Objetivo do exercício: Por favor, cite sem alterações a passagem do trecho fornecido entre "Emblemático" e "cidade de Xaxim.", incluindo as duas pontas.

Esse problema, aliás, foi detectado com percuciência pela Profª Josiane Rose Petry Veronese, na obra com a qual conquistou o título de Doutora em Direito pela Universidade Federal de Santa Catarina, “in literis”:
“Depreende-se dessa
questão que, apesar da existência de todo um instrumental, cuja efetividade
dependeria tão-somente de seu uso, restringe-se a poucos casos isolados, e o
que é ainda pior, fica-se à mercê de determinados padrões, que antevêem na
realização das normas jurídicas que tenham a função de contribuírem na
transformação da sociedade, um certo perigo de desequilíbrio no sistema da
tripartição dos poderes. Temem que o Poder Judiciário, à medida que julgue
procedentes a grande maioria dos casos de conflitos que envolvem o indivíduo,
ou coletividades inteiras que interpõem ações civis públicas em razão da
inadimplência do Estado no cumprimento de suas políticas sociais, estaria
adentrando um campo que não me pertence, pois são questões que tradicionalmente
se entendia estarem a cargo dos outros dois Poderes”.[72]
O
acanhamento do Judiciário quando decide as ações civis públicas para tutelas de
interesses protegidos pelo ECA pode ser atribuído a vários fatores.
É
inequívoco o despreparo para lidar com a matéria (os cursos jurídicos de
graduação e de pós-graduação raramente incluem em seus currículos uma visão
sistemática da doutrina de proteção à infância e adolescência e, quando o
incluam, o fazem à guisa de disciplina opcional).
Muitos
dos atuais juízes, mormente aqueles que atualmente integram órgãos colegiados,
tiveram sua formação sob a égide do Código de menores, calcado na doutrina da
chamada “situação irregular”, o qual não contemplava em seu sistema qualquer
forma de responsabilização do Estado por eventuais omissões, hoje, quem pode
ser declarado em situação irregular é o Estado omisso.
Mas
o que mais chama a atenção é, sem dúvida, o receio de invasão em atribuições afetas
a outros poderes, tanto assim que, da leitura de diversos julgados nesse
diapasão, surgiu nossa motivação para o presente trabalho.
Emblemático
é o acórdão proferido pelo Tribunal de Justiça de Santa Catarina, no Agravo de
Instrumento nº 8.443, interposto pelo respectivo Estado em ação civil pública
promovida pelo “parquet” no intuito de condená-lo a reformar uma escola pública
situada na cidade de Xaxim.

Linhas de dados:
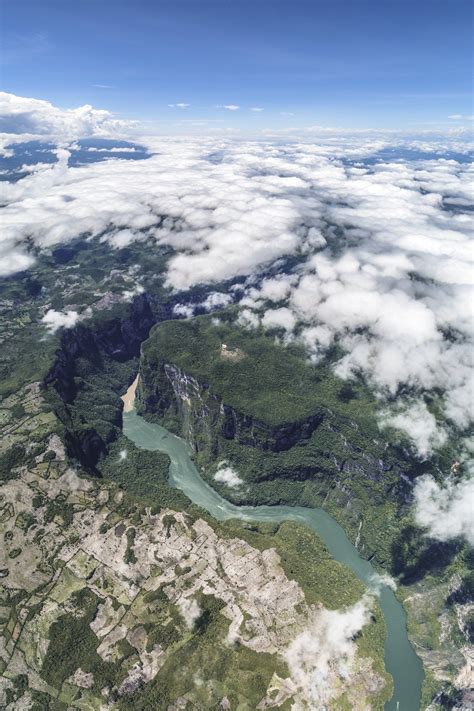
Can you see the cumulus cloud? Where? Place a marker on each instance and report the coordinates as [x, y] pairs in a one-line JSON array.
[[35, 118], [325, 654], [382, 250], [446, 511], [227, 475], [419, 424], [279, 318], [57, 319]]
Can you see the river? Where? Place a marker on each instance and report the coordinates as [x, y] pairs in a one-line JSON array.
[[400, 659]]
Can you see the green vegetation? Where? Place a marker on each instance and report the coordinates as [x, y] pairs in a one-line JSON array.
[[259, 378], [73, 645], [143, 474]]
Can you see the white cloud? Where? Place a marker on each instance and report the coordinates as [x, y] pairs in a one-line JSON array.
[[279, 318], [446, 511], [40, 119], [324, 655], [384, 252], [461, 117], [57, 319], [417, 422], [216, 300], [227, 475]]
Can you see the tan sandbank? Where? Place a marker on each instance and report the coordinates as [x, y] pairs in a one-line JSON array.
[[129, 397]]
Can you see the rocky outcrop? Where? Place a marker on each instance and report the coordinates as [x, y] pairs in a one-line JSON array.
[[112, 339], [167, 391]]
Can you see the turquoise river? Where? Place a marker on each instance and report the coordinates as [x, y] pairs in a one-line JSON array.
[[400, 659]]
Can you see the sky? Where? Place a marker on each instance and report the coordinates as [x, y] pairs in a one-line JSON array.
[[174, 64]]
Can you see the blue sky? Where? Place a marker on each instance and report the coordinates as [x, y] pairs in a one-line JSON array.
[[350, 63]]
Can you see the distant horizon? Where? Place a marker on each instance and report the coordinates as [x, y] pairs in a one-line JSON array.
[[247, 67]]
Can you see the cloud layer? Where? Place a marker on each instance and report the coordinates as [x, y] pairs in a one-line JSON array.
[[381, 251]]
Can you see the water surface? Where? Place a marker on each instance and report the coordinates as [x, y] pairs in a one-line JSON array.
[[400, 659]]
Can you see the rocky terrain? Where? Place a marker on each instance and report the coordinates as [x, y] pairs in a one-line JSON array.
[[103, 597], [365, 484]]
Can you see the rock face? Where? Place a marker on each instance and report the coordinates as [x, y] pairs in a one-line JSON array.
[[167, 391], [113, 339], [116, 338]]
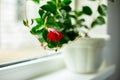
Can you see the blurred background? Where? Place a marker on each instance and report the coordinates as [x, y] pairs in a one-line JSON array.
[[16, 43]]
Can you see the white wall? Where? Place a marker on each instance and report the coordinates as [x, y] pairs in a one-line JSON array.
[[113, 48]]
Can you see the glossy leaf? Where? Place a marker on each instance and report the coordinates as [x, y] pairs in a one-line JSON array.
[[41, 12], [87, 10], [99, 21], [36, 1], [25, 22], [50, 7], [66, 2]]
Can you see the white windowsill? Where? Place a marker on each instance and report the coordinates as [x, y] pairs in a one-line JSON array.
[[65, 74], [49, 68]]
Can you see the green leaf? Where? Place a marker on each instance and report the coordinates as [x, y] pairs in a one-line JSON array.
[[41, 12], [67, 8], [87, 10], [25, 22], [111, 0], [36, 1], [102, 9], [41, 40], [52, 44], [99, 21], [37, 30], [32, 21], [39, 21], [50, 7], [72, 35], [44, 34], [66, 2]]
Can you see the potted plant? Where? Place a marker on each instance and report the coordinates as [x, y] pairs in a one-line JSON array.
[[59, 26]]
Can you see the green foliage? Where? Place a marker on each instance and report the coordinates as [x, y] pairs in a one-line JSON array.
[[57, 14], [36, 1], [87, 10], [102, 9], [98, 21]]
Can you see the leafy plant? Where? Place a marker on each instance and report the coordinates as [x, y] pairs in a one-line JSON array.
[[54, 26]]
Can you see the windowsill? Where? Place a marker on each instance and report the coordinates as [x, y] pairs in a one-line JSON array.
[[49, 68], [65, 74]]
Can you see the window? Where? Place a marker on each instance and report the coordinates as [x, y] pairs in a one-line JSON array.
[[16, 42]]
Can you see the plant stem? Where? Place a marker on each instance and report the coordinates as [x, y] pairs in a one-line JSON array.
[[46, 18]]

...

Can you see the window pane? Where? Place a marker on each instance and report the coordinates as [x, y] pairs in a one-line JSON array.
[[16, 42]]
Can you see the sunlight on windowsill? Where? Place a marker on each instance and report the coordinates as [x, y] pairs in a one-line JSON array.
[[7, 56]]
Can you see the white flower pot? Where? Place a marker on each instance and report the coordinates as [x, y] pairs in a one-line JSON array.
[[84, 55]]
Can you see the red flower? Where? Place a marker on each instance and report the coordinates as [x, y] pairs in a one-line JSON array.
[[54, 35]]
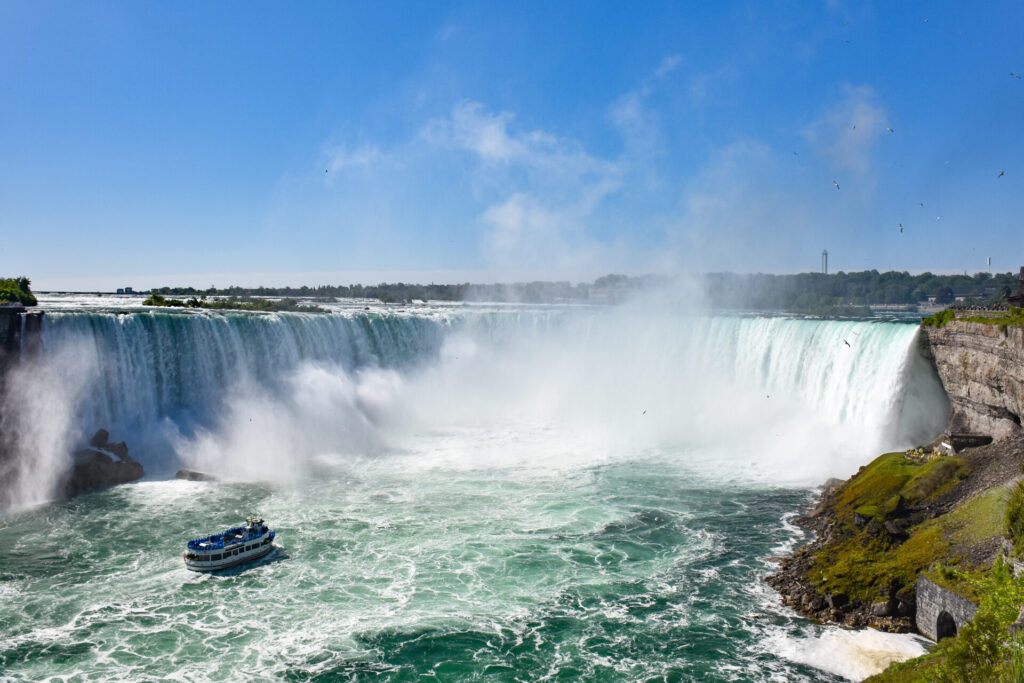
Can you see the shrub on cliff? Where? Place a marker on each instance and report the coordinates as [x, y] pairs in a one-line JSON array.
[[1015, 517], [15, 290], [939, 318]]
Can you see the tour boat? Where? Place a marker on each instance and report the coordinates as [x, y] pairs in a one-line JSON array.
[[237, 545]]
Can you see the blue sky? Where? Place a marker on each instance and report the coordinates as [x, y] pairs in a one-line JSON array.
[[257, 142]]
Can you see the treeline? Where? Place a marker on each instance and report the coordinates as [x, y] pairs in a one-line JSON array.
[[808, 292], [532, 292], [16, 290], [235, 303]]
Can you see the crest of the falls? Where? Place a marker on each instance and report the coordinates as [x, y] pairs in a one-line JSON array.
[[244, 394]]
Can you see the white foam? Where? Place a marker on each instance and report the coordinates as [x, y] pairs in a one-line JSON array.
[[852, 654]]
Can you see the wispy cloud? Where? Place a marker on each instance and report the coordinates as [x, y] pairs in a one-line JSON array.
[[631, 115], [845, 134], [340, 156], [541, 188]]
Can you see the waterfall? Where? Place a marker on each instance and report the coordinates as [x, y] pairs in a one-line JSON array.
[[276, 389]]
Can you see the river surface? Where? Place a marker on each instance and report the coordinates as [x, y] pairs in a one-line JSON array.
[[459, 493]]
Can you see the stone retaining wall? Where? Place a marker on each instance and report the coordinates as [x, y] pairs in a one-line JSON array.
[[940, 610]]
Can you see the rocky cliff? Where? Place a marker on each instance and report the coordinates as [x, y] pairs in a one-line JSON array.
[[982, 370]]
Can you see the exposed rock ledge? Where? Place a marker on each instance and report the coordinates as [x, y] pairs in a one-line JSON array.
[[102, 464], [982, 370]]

A resposta:
Emblemático
é o acórdão proferido pelo Tribunal de Justiça de Santa Catarina, no Agravo de
Instrumento nº 8.443, interposto pelo respectivo Estado em ação civil pública
promovida pelo “parquet” no intuito de condená-lo a reformar uma escola pública
situada na cidade de Xaxim.